— BEGIN TEXT EXTRACT —

[Agda] (Stronger) double negation of law of excluded middle
Kirill Elagin
kirelagin at gmail.com
Wed Oct 15 10:43:59 CEST 2014
As far as I know, `_` can mean at least three different things.
1. Like in Haskell, “I don’t care about the name”.
2. “Guess the value”, and implicit arguments are basically a convenient
syntax for placing underscores.
3. “Guess the type”, and `\forall` is just sugar for this one.
On Wed, Oct 15, 2014 at 11:48 AM, Andrea Vezzosi <sanzhiyan at gmail.com>
wrote:
> I don't know if it's on the wiki, but _ in Agda's expressions means
> "what is uniquely determined by the judgemental equality, using only
> the information from this mutual block".
>
> if no such unique solution can be found the _ is going to be left
> unspecified and the writer needs to give more details.
> So, like in this thread :)

— END TEXT EXTRACT —

TASK 1:
Please copy the part of the Agda post starting at "On Wed, Oct" and ending at "give more details.".
TASK 2:
In the Agda post, what does Andrea Vezzosi say happens when no unique solution for _ can be found?
The entries after this are separate from the Agda post.

— BEGIN PROVIDED RECORDS —

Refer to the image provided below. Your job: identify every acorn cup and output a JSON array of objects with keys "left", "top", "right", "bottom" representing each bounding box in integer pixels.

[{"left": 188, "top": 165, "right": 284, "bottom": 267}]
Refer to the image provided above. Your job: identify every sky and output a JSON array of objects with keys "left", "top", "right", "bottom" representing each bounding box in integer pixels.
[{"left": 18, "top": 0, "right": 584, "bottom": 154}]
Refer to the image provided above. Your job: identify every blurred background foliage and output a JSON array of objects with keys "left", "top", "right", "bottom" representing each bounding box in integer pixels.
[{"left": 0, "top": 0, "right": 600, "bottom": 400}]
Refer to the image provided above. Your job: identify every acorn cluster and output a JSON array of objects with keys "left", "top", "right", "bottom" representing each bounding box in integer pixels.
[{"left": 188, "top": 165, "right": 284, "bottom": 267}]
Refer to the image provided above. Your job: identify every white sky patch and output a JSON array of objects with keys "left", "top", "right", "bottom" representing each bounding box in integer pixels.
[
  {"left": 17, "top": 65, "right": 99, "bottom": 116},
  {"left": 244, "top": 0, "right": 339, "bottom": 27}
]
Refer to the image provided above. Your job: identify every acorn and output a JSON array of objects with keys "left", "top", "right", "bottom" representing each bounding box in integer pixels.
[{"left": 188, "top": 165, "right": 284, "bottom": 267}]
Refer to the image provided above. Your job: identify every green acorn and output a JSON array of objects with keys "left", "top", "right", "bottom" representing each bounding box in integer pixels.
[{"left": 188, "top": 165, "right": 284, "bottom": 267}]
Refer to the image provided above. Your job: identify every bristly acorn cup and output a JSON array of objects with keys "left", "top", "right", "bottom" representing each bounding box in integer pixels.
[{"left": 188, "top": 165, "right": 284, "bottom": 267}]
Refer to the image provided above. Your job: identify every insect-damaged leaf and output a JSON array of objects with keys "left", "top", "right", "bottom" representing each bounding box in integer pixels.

— END PROVIDED RECORDS —

ANSWER 1:
On Wed, Oct 15, 2014 at 11:48 AM, Andrea Vezzosi <sanzhiyan at gmail.com>
wrote:
> I don't know if it's on the wiki, but _ in Agda's expressions means
> "what is uniquely determined by the judgemental equality, using only
> the information from this mutual block".
>
> if no such unique solution can be found the _ is going to be left
> unspecified and the writer needs to give more details.

ANSWER 2:
The _ is left unspecified, and the writer needs to give more details.